Assignment | Where does the word "point" appear in the entries below? Copy each line that holds it.

[Source records]
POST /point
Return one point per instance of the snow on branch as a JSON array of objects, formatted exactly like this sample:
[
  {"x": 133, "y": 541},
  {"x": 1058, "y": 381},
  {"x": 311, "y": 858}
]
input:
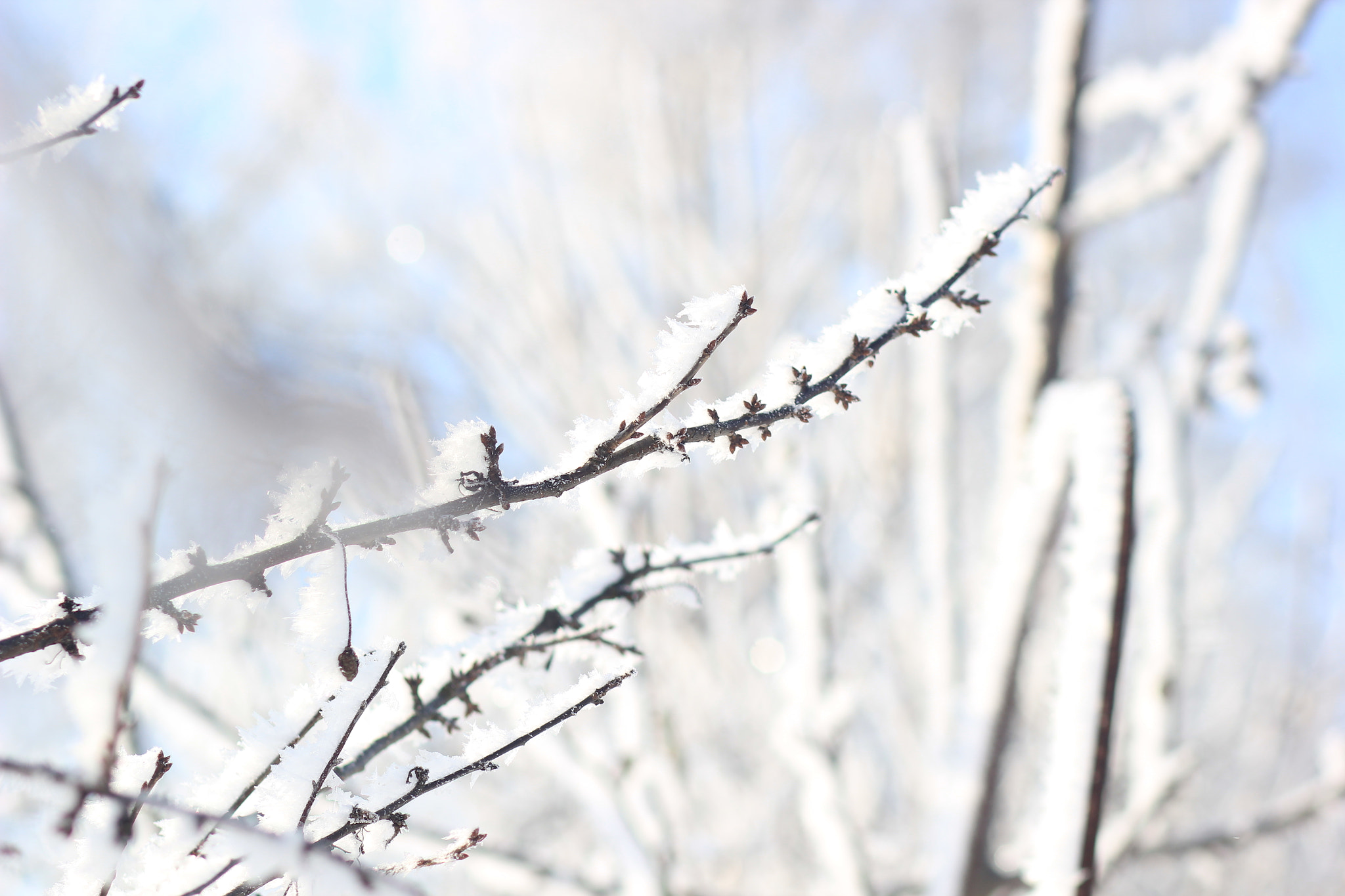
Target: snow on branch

Reply |
POST /point
Return one point per instance of the snow on branch as a JSON array of objects, formatted exactly like this sample:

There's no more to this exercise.